> Document:
────────────────────────────────────────

= Charles Cunningham (civil servant) =

Scottish civil servant (1906–1998)

Sir Charles Craik Cunningham, (7 May 1906 – 7 July 1998) was a Scottish civil servant. From 1957 to 1966, he was Permanent Under-Secretary of State at the Home Office, its most senior civil servant. He had worked in the Scottish Office from 1929 until moving to the Home Office in 1957, and served as Secretary of the Scottish Home Department between 1948 and 1957.

==Early life and education==
Cunningham was born on 7 May 1906 in Dundee, Scotland. He was educated at Harris Academy, a selective state school in Dundee. He studied at the University of St Andrews.

────────────────────────────────────────

> Excerpt from a dataset:

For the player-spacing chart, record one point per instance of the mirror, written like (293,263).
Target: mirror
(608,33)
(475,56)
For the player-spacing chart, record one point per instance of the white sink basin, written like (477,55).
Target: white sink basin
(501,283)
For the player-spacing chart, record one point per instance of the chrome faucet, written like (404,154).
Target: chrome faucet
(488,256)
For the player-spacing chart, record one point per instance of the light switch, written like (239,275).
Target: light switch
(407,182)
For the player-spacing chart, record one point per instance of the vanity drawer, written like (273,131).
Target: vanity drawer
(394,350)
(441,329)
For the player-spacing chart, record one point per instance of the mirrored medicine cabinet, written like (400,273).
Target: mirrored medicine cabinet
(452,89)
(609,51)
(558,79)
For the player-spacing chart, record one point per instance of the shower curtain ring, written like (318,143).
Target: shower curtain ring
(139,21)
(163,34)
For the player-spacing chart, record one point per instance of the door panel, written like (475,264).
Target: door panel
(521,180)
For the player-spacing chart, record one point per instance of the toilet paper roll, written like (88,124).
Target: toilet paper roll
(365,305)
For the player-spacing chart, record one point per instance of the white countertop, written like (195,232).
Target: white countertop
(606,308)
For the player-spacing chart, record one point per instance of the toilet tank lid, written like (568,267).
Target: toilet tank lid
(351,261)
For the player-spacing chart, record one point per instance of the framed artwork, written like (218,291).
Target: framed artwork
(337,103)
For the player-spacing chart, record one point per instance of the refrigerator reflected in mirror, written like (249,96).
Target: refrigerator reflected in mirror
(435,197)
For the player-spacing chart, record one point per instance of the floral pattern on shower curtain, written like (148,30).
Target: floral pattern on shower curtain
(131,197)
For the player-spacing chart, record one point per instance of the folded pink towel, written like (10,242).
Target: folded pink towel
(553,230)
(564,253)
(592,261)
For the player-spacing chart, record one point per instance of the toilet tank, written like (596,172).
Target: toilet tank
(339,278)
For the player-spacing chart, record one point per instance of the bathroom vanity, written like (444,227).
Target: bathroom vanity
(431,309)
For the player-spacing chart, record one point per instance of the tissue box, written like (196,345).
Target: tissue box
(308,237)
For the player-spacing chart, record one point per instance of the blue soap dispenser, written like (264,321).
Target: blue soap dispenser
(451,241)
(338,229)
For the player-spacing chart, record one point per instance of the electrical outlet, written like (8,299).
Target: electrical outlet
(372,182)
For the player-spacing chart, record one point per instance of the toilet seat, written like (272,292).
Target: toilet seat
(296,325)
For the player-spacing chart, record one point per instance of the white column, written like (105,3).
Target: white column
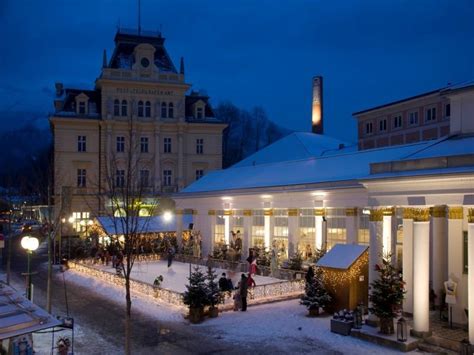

────────────────────────────────────────

> Direction 1: Write out the part of the Charles Cunningham article starting with "Scottish civil servant (1906–1998)" and going on through "of St Andrews.".
> Direction 2: In one to three sentences, explain what post Cunningham held at the Home Office from 1957 to 1966 and what the Charles Cunningham article says about its rank.
> Direction 3: Please carry on the Charles Cunningham article from the point where it stops.
The rows have no role in this work.

> Expected answer 1:
Scottish civil servant (1906–1998)

Sir Charles Craik Cunningham, (7 May 1906 – 7 July 1998) was a Scottish civil servant. From 1957 to 1966, he was Permanent Under-Secretary of State at the Home Office, its most senior civil servant. He had worked in the Scottish Office from 1929 until moving to the Home Office in 1957, and served as Secretary of the Scottish Home Department between 1948 and 1957.

==Early life and education==
Cunningham was born on 7 May 1906 in Dundee, Scotland. He was educated at Harris Academy, a selective state school in Dundee. He studied at the University of St Andrews.

> Expected answer 2: From 1957 to 1966 he was Permanent Under-Secretary of State at the Home Office. The article says this made him the department's most senior civil servant.

> Expected answer 3:
==Honours==
In the 1941 New Year Honours, Cunningham was appointed a Commander of the Royal Victorian Order (CVO). In the 1946 King's Birthday Honours, he was appointed a Companion of the Order of the Bath (CB) in recognition of his service as Deputy Secretary of the Scottish Home Department. In the 1952 New Year Honours, he was appointed a Knight Commander of the Order of the British Empire (KBE) in recognition of his service as Secretary of the Scottish Home Department, and thereby granted the title sir. In the 1961 Queen's Birthday Honours, he was promoted to Knight Commander of the Order of the Bath (KCB) in recognition of his service as Permanent Under-Secretary of State at the Home Office. In the 1974 New Year Honours, he was promoted to Knight Grand Cross of the Order of the Bath (GCB) "for public services".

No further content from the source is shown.